─── DOCUMENT SEGMENT ───

Analyzing the first 10 million digits of pi: Randomness within structure

By Rick Wicklin on The DO Loop March 12, 2015

Saturday, March 14, 2015, is Pi Day, and this year is a super-special Pi Day! This is your once-in-a-lifetime chance to celebrate the first 10 digits of pi (π) by doing something special on 3/14/15 at 9:26:53. Apologies to my European friends, but Pi Day requires that you represent dates with the month placed first in order to match the sequence 3.141592653....

Last year I celebrated Pi Day by using SAS to explore properties of the continued fraction expansion of pi. This year, I will examine statistical properties of the first 10 million digits of pi. In particular, I will show that the digits of pi exhibit statistical properties that are inherent in a random sequence of integers.

Back in 2010, Ken Kleinman and Nick Horton performed a series of statistical analysis on the digits of pi. This post reproduces some of their work, especially the chi-square and Durbin-Watson analyses. They also linked to the URL where you can download 10 million digits of pi!

Reading 10 million digits of pi

I have no desire to type in 10 million digits, so I will use SAS to read a text file at a Princeton University URL. The following statements use the FILENAME statement to point to the URL:

/* read data over the internet from a URL */
filename rawurl url "http://www.cs.princeton.edu/introcs/data/pi-10million.txt"
                /* proxy='http://yourproxy.company.com:80' */ ;
 
data PiDigits;
   infile rawurl lrecl=10000000;
   input Digit 1. @@;
   Position = _n_;
   Diff = dif(digit);      /* compute difference between adjacent digits */
run;
 
proc print data=PiDigits(obs=9);
   var Digit;
run;

The PiDigits data set contains 10 million rows. The call to PROC PRINT displays the first few decimal digits, which are (skipping the 3) 141592653....

─── DATA ROWS ───

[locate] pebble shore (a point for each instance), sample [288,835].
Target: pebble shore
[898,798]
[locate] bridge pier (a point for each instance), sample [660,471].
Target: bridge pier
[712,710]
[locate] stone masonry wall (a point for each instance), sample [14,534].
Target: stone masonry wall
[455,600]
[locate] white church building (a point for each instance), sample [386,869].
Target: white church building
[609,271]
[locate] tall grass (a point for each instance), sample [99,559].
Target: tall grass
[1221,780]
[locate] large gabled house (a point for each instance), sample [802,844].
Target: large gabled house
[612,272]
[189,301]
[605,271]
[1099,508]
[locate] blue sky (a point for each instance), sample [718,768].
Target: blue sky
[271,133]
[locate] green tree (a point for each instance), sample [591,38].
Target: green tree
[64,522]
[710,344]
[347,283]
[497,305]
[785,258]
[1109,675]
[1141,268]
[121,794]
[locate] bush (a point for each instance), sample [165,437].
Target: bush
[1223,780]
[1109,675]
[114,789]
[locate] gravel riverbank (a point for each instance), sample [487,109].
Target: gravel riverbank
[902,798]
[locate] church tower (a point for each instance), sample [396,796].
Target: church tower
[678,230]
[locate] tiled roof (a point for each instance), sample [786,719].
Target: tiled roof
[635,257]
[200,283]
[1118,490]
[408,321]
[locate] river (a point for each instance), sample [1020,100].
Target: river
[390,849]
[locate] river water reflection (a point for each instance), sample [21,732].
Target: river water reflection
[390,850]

───
─── DATA ROWS ───

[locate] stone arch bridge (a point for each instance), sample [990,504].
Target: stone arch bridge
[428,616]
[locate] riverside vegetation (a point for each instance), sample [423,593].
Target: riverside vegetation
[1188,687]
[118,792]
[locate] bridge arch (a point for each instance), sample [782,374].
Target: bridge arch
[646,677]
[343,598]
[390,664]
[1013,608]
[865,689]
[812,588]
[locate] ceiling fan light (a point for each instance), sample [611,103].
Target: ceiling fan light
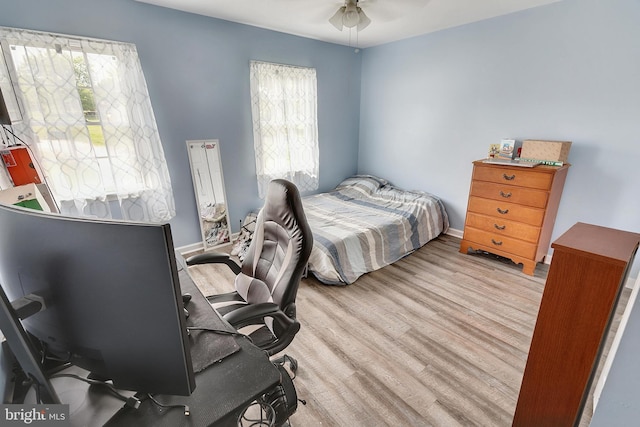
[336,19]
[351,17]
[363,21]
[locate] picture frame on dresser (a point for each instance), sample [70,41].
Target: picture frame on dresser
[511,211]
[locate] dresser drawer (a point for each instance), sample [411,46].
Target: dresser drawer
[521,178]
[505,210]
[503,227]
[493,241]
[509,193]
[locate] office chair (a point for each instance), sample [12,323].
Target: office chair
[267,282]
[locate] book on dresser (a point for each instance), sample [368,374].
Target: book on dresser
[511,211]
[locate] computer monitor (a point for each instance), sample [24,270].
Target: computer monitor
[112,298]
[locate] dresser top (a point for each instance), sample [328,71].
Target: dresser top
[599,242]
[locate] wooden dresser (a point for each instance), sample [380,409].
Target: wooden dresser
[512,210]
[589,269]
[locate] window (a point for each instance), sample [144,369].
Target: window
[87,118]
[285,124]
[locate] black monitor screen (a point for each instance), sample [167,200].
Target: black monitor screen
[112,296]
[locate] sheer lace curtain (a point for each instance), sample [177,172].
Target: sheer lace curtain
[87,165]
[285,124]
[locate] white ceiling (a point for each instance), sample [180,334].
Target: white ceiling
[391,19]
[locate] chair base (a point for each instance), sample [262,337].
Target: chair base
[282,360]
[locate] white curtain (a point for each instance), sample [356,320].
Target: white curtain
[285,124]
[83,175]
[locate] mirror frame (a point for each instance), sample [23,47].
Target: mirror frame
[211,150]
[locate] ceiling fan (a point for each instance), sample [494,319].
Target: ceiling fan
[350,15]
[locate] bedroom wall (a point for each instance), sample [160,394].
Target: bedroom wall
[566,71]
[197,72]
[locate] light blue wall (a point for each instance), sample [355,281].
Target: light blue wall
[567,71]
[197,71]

───

TO DO.
[a] Write out the stretch of the pi digits post from "proc print data=PiDigits(obs=9);" through "the 3) 141592653....".
[b] According to the post on pi digits, who performed a series of statistical analyses on the digits of pi in 2010?
The lines have no connection to the post on pi digits.

TASK RESULTS.
[a]
proc print data=PiDigits(obs=9);
   var Digit;
run;

The PiDigits data set contains 10 million rows. The call to PROC PRINT displays the first few decimal digits, which are (skipping the 3) 141592653....

[b] Ken Kleinman and Nick Horton.